> _DOCUMENT SEGMENT_
[Start]

Tuesday, January 03, 2012




















Just a few hours flight, an initial sputtering, popgun start to my Japanese speaking revival at the Japan Rail office, then we were whisked away on the steel gliding luxury of the shinkansen bullet train to Japan’s ancient capital of Kyoto. Whisper quiet, cushion soft yet hyperspeed all combined to see us deposited efficiently in a vaguely familiar station 22 years after I’d last left its platforms. A surreal and wonderful journey was about to begin.

It seemed crazy to us, as we sat on this train, that we hadn’t taken advantage of Japan’s proximity in our 10 plus years here in Taiwan. I think we’d just become very complacent: it was “just there” and we could visit “any time”….problem was, we hadn’t! We were to make up for lost time and discover and re-discover respectively just what a beautiful and magical place Japan truly is.

We had booked a small traditional house for our week’s stay and it proved to be a gem, tucked away like a little jewelry box in the back of a drawer, nestling amongst the wooden houses in the back lanes of the traditional Geisha and Maiko district of Gion. We could hear the clip of Geta clad feet on the street outside and occasionally caught a glimpse of Kimono bound and white makeup masked beauties as they whisked and fluttered their way to their next assignment down tiny lamp-lit lanes. The house was tatami matted in each room, had a tiny functional kitchen, bathroom and laundry as well as a beautiful bedroom and sitting room. Low table, zabuton cushions on the tatami and traditional floor futon for bedding and we were really in traditional Japan. It was eerily similar to the farmhouse I lived in over 25 years ago, just a miniature version of same.

We were in the heart of the city and our initial forays to temples, shrines and points of interest were on foot to spots in our general area. Kodaiji and Kyomizudera were great entrees to the majesty of feudal Japan, dripping with history and wonder. The aesthetic poise of these areas is so simple and beautiful: there is real class and artistic merit in all the spare, but of so carefully crafted architecture, of buildings and gardens alike. We were to be struck by this aesthetic again and again and again in our travels and constantly (perhaps unkindly!) compared it to the almost opposite sense of beauty which we see here in Taiwan!

The next days were an impressive overload of more of the same, peppered between train and bus rides, subway trips across town and lots of walking up grand staircases and through thousands of tori gates as the vermillion structures formed a tube of kilometers of gilt edged light as we hiked up an entire mountain! The thousands of gates at Fushimi Inari were the highlight of Kyoto for Cassy and they were quite awe inspiring. To grab just a taste of their majesty, check this video we took of the very first few gates. The impressive Kinkakuji (Golden Pavilion) and Ginkakuji (Silver pavilion) were also highlights, Ginkakuji being the most impressive, its raked sand gardens the equal of any in the world. Ryoanji rock garden was another highlight; the contemplative mood it can elicit is palpable and quite intoxicating. For an idea of Ryonji, check ourlittle video of same.

[End]

> _EXERCISE AIM_
In the Kyoto travel post, what was the highlight of Kyoto for Cassy? Rely only on the Kyoto travel post.

> _STORED RECORDS_
[Start]

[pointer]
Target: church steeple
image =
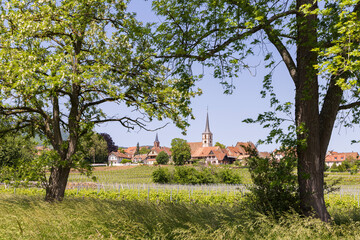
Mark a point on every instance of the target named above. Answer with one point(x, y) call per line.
point(207, 139)
point(207, 127)
point(156, 142)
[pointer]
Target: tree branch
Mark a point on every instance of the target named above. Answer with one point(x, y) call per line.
point(348, 106)
point(284, 53)
point(128, 123)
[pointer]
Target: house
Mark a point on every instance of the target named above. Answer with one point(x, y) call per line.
point(140, 158)
point(211, 155)
point(336, 158)
point(206, 153)
point(130, 151)
point(115, 158)
point(151, 156)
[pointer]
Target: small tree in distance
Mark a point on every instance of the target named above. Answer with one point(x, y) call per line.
point(110, 143)
point(162, 158)
point(180, 151)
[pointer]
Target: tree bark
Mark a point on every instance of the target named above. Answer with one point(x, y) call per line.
point(310, 160)
point(56, 186)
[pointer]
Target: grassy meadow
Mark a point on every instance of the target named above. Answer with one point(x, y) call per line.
point(164, 213)
point(29, 217)
point(142, 175)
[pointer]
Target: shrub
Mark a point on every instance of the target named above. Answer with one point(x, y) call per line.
point(186, 175)
point(125, 161)
point(228, 176)
point(161, 175)
point(275, 185)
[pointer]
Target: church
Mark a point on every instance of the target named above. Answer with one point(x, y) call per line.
point(203, 152)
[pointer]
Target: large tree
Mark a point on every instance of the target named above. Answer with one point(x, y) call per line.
point(223, 33)
point(61, 60)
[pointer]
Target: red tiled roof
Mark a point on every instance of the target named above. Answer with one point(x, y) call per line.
point(264, 154)
point(235, 152)
point(141, 157)
point(245, 145)
point(209, 151)
point(194, 146)
point(161, 149)
point(121, 155)
point(130, 150)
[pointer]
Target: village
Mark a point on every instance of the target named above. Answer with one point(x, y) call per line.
point(208, 153)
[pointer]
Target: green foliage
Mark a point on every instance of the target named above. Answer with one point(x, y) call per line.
point(162, 158)
point(137, 151)
point(15, 149)
point(126, 161)
point(180, 151)
point(60, 60)
point(275, 188)
point(144, 150)
point(161, 175)
point(94, 149)
point(228, 176)
point(19, 162)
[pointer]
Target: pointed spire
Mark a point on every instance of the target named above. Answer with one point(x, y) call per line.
point(156, 142)
point(207, 126)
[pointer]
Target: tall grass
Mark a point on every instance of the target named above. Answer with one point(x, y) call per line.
point(29, 217)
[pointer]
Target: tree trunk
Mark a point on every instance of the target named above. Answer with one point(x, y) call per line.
point(310, 160)
point(55, 189)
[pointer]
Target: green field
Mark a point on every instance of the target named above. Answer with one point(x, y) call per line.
point(142, 175)
point(136, 175)
point(29, 217)
point(125, 204)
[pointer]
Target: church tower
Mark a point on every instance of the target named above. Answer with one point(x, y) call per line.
point(156, 142)
point(207, 135)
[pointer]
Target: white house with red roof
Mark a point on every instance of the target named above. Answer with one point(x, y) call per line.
point(115, 158)
point(336, 158)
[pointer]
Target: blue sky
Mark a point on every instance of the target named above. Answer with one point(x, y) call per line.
point(226, 112)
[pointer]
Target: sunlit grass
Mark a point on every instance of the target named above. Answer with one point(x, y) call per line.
point(29, 217)
point(136, 175)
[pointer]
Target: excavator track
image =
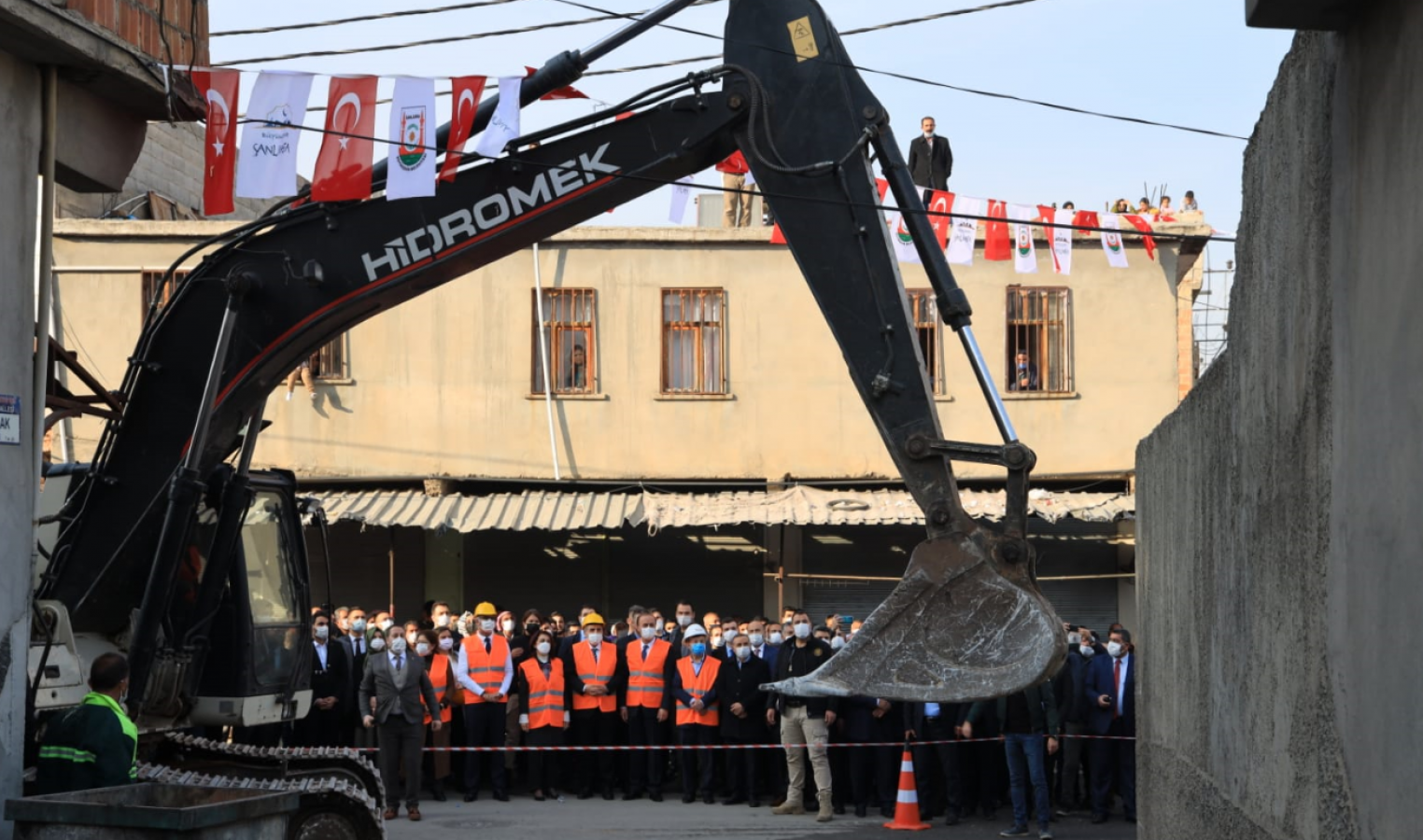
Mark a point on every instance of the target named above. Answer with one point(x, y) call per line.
point(342, 795)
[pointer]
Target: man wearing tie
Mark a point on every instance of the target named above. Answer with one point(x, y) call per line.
point(931, 160)
point(645, 677)
point(399, 682)
point(1110, 691)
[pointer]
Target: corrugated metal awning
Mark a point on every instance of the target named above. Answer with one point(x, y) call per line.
point(556, 511)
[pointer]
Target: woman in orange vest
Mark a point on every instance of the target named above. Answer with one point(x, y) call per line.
point(693, 685)
point(442, 676)
point(542, 712)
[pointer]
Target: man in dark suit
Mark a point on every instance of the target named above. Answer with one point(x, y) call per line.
point(331, 690)
point(931, 160)
point(1112, 700)
point(743, 717)
point(399, 682)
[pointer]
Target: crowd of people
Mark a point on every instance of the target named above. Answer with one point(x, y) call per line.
point(491, 679)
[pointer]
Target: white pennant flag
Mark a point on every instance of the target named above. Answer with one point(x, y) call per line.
point(1112, 242)
point(504, 125)
point(1062, 242)
point(266, 163)
point(1025, 255)
point(681, 195)
point(412, 171)
point(965, 231)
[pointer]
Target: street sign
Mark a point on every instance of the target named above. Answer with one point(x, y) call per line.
point(8, 419)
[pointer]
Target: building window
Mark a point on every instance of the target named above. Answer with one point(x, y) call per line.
point(693, 342)
point(567, 333)
point(328, 363)
point(1039, 340)
point(928, 329)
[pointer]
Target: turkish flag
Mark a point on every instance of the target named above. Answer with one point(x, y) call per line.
point(1145, 228)
point(996, 245)
point(941, 203)
point(219, 151)
point(344, 165)
point(467, 91)
point(564, 92)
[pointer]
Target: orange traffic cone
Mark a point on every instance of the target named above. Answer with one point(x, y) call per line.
point(907, 807)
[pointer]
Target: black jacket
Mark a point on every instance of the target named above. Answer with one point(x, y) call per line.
point(743, 685)
point(931, 168)
point(796, 661)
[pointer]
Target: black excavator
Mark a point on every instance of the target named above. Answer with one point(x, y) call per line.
point(173, 551)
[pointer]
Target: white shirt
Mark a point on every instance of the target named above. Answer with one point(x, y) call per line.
point(1121, 684)
point(461, 670)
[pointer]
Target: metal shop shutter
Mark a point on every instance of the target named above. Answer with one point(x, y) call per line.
point(844, 597)
point(1092, 603)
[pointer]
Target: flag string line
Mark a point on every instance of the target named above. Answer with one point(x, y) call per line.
point(1126, 233)
point(720, 747)
point(610, 14)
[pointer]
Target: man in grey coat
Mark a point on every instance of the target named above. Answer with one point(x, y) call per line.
point(399, 682)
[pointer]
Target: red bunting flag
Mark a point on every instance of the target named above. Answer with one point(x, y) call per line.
point(219, 151)
point(345, 161)
point(466, 91)
point(564, 92)
point(996, 245)
point(1145, 228)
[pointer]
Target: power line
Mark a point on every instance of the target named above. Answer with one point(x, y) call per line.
point(360, 19)
point(774, 196)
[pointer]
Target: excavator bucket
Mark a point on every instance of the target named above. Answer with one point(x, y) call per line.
point(958, 627)
point(966, 622)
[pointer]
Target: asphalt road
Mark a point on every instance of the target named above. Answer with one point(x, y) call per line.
point(526, 819)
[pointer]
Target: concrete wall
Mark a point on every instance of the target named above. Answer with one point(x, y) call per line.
point(1278, 590)
point(442, 384)
point(21, 117)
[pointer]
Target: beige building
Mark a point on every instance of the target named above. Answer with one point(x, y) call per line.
point(686, 361)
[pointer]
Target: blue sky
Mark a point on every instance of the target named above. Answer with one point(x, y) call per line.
point(1184, 63)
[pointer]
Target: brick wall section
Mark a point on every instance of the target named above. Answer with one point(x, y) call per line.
point(146, 23)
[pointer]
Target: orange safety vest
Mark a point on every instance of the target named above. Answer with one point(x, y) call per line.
point(545, 693)
point(646, 679)
point(697, 685)
point(439, 677)
point(598, 673)
point(484, 668)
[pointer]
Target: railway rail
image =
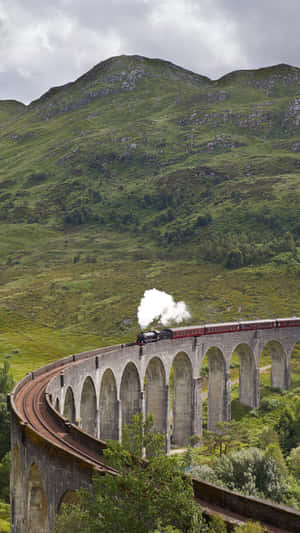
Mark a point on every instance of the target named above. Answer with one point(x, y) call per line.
point(31, 404)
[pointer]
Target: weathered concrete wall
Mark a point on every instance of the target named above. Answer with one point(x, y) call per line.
point(141, 381)
point(39, 479)
point(101, 391)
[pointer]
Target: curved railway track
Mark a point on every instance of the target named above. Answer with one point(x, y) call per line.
point(32, 406)
point(33, 409)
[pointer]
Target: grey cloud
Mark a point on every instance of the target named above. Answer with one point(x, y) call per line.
point(49, 43)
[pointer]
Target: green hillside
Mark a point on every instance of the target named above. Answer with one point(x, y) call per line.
point(141, 174)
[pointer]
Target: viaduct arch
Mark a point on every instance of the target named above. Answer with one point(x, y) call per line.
point(62, 413)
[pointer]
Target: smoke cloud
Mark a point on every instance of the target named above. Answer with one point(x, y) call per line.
point(160, 305)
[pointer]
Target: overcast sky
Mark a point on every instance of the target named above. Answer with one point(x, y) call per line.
point(44, 43)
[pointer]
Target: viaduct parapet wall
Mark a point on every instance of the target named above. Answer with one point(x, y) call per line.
point(62, 413)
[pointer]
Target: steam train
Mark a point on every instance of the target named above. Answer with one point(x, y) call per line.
point(210, 329)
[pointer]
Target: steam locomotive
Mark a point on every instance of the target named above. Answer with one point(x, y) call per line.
point(210, 329)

[End]

> _ANSWER IN FULL_
The thousands of gates at Fushimi Inari.